» Quoted text
Within the first 10 minutes of Monster Hunter, an enormous black sandstorm crackling with lightning appears in the distance. Suddenly, a chaotic whirlwind of electric blue descends upon Artemis and her troops, sending their vehicles plummeting off a cliff. When they wake up, they’re lost in the middle of the desert, and it’s not too long before Diablos — a sort of tusked dragon on steroids — bursts out from beneath the dunes and wreaks bloody mayhem. Stripped of her gear after a traumatic scuffle, Artemis emerges in cargo pants and a white, ribbed undershirt. It’s a standard military uniform, Jovovich confirms, yet the simple, survivalist outfit recalls some of Hollywood’s most iconic action heroines.
“I remember growing up in the ’80s when there were really no female action heroes. Then I watched Aliens. I saw Sigourney Weaver going to space and kicking alien butt, and it felt good and inspiring to see a woman doing these things. I had the same feeling with Terminator and Linda Hamilton,” Jovovich recalls. Introduced from the get-go as this rugged veteran and leader of men, Artemis is already a respected badass whose underlings call her “chief” or “captain.”
In a way, this badge of authority speaks to her action star credentials. There’s Weaver, Hamilton, and now Jovovich laying claim to her place in the canon of female brawlers. The actress has come a long way since the quirky, kittenish sensuality of Leeloo in The Fifth Element — Artemis is her most grounded and butch character to date. Smug, yet chill and relaxed, one feels compelled to crack her open a cold one and relish in her dry, straight-faced delivery of ridiculous dialogue. On the battlefield, she’s a force of nature, snarling and fierce. She’s simply a warrior.
Over video chat, Anderson points out that, up until Monster Hunter, Jovovich had yet to play a “real flesh and blood woman” in one of his movies: “In The Three Muskateers, Milady de Winter is obviously a period character. Alice is a superhuman [who] doesn’t even know what her real story is.” Like Alice, however, the character of Artemis was created independently of the video game as an avatar for audiences unfamiliar with the Monster Hunter world. The difference here is that Jovovich looked to a real-life person for inspiration: “I’d always been fascinated with the military. I’ve got military [roots] on both my mom and my dad’s sides of the family. But this time, I actually became friends with a female Army Ranger, which was extraordinary because they’ve only recently opened that branch of the military to women.”

» Data section
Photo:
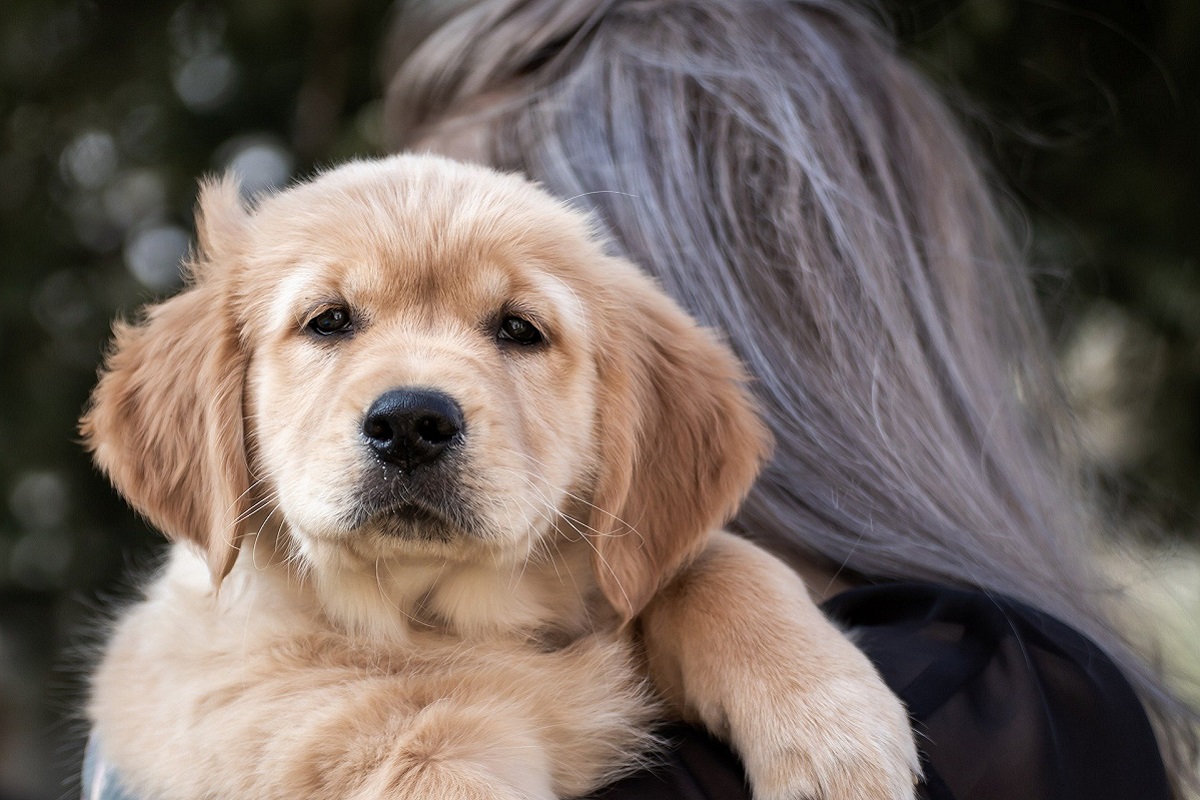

» To do
Answer these about the text on Artemis in Monster Hunter:
1. What creature bursts out from beneath the dunes?
2. Which two films does Jovovich name as giving her that inspiring feeling?
3. Whom did Jovovich befriend while preparing for the role?

» Final result
1. Diablos
2. Aliens and Terminator
3. A female Army Ranger